**Text provided:**
▼
- Country: United Kingdom
- Presented by: The Barbellion Prize
- Rewards: £1,000; glass trophy; copy of The Journal of a Disappointed Man
- First award: 2020
- Final award: 2022

= Barbellion Prize =

Award for ill or disabled writers

Drawing of Barbellion used by the prize

The Barbellion Prize is a British literary award "dedicated to the furtherance of ill and disabled voices in writing". It is awarded annually to a writer, in any genre, who has a chronic illness or is living with a disability. The prize was founded in 2020 by Jake Goldsmith, who has cystic fibrosis and whose memoir Neither Weak nor Obtuse (2022: ISBN 978-1952386398) and collection In Hospital Environments: Essays on Illness and Philosophy (2024: ISBN 978-1952386930) were published by Sagging Meniscus Press. It is named after the pseudonymous W. N. P. Barbellion (1889–1919; real name Bruce Frederick Cummings), the author of The Journal of a Disappointed Man, who had multiple sclerosis and died at the age of 30. In 2023, Goldsmith announced that the prize "will be put on an indefinite hiatus" and the 2023 prize would not be awarded, but that "We may be able to continue in 2024 under better circumstances". As of May 2026 the prize website stated "After our hiatus, The Barbellion Prize will return later this year.
▲
**Exercises to complete:**
- 1) Using the Barbellion Prize text, explain why the prize is given only to writers who have a chronic illness or are living with a disability.
- 2) Say whether each statement agrees with the Barbellion Prize text, answering yes or no and quoting the words that decide it: (a) The prize's founder has cystic fibrosis. (b) W. N. P. Barbellion died at the age of 40. (c) The 2023 prize was awarded as usual.

**Excerpted records:**
▼
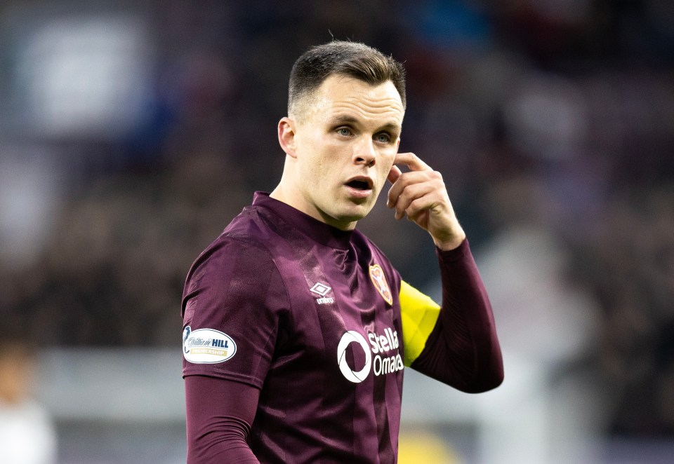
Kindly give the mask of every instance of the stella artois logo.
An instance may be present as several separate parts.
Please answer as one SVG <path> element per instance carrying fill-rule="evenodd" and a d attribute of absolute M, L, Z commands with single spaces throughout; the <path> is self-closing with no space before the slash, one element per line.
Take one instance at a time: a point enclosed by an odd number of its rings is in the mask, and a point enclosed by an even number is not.
<path fill-rule="evenodd" d="M 393 296 L 391 294 L 391 289 L 388 287 L 388 282 L 386 282 L 386 276 L 384 275 L 384 271 L 378 264 L 370 266 L 370 278 L 377 292 L 384 299 L 384 301 L 389 304 L 393 304 Z"/>

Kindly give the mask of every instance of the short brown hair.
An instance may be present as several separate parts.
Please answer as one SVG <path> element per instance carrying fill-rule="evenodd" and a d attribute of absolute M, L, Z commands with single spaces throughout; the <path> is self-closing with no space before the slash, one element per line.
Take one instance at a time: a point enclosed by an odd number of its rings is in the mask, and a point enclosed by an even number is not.
<path fill-rule="evenodd" d="M 390 81 L 405 107 L 405 69 L 401 63 L 364 43 L 336 40 L 311 47 L 295 62 L 290 71 L 288 114 L 333 74 L 374 86 Z"/>

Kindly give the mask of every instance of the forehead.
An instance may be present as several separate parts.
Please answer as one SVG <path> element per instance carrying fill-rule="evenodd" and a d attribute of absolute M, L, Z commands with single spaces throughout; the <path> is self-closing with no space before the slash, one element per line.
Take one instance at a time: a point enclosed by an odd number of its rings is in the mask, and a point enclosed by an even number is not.
<path fill-rule="evenodd" d="M 400 95 L 392 82 L 373 86 L 345 76 L 326 79 L 316 92 L 313 106 L 321 118 L 346 115 L 364 121 L 400 125 L 404 116 Z"/>

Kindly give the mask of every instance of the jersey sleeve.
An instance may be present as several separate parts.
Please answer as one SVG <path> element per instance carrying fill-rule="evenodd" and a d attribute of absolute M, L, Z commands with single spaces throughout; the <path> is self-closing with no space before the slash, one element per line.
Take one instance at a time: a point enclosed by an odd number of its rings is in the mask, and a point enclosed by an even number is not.
<path fill-rule="evenodd" d="M 442 306 L 404 282 L 400 313 L 405 363 L 461 391 L 498 386 L 503 360 L 491 306 L 468 240 L 437 250 Z"/>
<path fill-rule="evenodd" d="M 400 319 L 405 347 L 405 367 L 409 367 L 426 345 L 435 327 L 440 306 L 404 280 L 400 282 Z"/>
<path fill-rule="evenodd" d="M 183 377 L 204 375 L 261 388 L 287 295 L 267 250 L 216 242 L 190 269 L 183 297 Z"/>

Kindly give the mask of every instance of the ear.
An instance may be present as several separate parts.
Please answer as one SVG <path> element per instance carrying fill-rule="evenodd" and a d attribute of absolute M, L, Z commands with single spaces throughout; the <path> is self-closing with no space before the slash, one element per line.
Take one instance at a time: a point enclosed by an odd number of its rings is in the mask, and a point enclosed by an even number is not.
<path fill-rule="evenodd" d="M 295 154 L 295 121 L 286 116 L 279 121 L 279 144 L 286 155 L 296 158 Z"/>

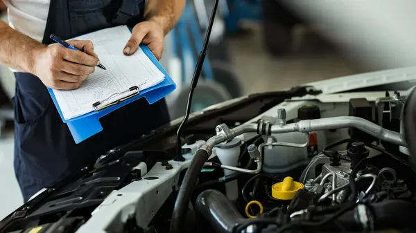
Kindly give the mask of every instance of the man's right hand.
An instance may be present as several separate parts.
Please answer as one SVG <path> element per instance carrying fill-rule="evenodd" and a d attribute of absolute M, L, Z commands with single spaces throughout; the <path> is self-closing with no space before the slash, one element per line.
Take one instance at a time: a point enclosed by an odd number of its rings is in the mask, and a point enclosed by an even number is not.
<path fill-rule="evenodd" d="M 68 43 L 79 51 L 53 44 L 37 53 L 33 73 L 48 87 L 76 89 L 100 62 L 90 41 L 71 40 Z"/>

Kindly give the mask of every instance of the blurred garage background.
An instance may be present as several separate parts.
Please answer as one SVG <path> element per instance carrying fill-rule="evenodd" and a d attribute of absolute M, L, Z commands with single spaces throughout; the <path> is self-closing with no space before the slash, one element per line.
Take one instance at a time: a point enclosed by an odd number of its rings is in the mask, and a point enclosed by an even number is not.
<path fill-rule="evenodd" d="M 173 119 L 184 113 L 189 82 L 213 3 L 188 1 L 177 26 L 166 36 L 161 62 L 177 84 L 177 90 L 167 97 Z M 390 68 L 385 64 L 365 63 L 355 59 L 356 54 L 344 53 L 345 48 L 331 42 L 336 41 L 332 39 L 332 34 L 328 30 L 322 33 L 320 25 L 302 10 L 284 1 L 220 0 L 192 111 L 241 95 Z M 3 12 L 2 19 L 7 20 L 6 11 Z M 14 76 L 1 66 L 0 200 L 7 201 L 0 204 L 0 218 L 22 201 L 12 166 L 10 100 L 13 93 Z"/>

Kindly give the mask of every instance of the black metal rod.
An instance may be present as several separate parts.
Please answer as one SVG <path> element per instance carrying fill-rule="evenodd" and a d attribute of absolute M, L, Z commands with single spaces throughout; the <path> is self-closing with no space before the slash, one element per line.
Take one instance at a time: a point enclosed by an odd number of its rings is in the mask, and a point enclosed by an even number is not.
<path fill-rule="evenodd" d="M 198 84 L 198 81 L 201 75 L 201 71 L 202 70 L 202 66 L 204 65 L 204 61 L 205 60 L 205 57 L 207 56 L 207 48 L 208 48 L 208 44 L 209 43 L 209 37 L 211 37 L 211 31 L 212 30 L 212 26 L 214 25 L 214 20 L 215 19 L 215 15 L 218 6 L 218 1 L 219 0 L 215 0 L 214 8 L 212 8 L 212 12 L 211 12 L 211 17 L 209 18 L 209 24 L 208 24 L 208 28 L 207 29 L 207 33 L 205 34 L 205 39 L 204 41 L 202 50 L 200 53 L 198 57 L 198 62 L 196 62 L 195 71 L 193 73 L 193 76 L 192 77 L 192 81 L 191 82 L 191 89 L 189 90 L 188 102 L 187 103 L 187 111 L 185 112 L 184 119 L 179 126 L 179 128 L 177 128 L 177 131 L 176 132 L 176 156 L 175 158 L 175 160 L 177 161 L 185 160 L 182 154 L 182 141 L 180 139 L 180 133 L 184 125 L 186 124 L 188 118 L 189 118 L 191 106 L 192 104 L 192 96 L 193 95 L 193 91 Z"/>

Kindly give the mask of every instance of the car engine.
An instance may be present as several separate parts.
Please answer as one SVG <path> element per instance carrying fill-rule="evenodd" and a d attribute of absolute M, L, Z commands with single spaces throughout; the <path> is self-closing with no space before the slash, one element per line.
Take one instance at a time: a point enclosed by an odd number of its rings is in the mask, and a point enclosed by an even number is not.
<path fill-rule="evenodd" d="M 0 233 L 416 230 L 411 90 L 318 86 L 192 113 L 182 154 L 181 119 L 138 136 L 41 190 Z"/>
▲
**Task answers:**
- 1) The prize is limited to those writers because it is "dedicated to the furtherance of ill and disabled voices in writing." Its purpose is to advance writing by people who are ill or disabled.

- 2)
(a) Yes: "founded in 2020 by Jake Goldsmith, who has cystic fibrosis"
(b) No: "died at the age of 30"
(c) No: "the 2023 prize would not be awarded"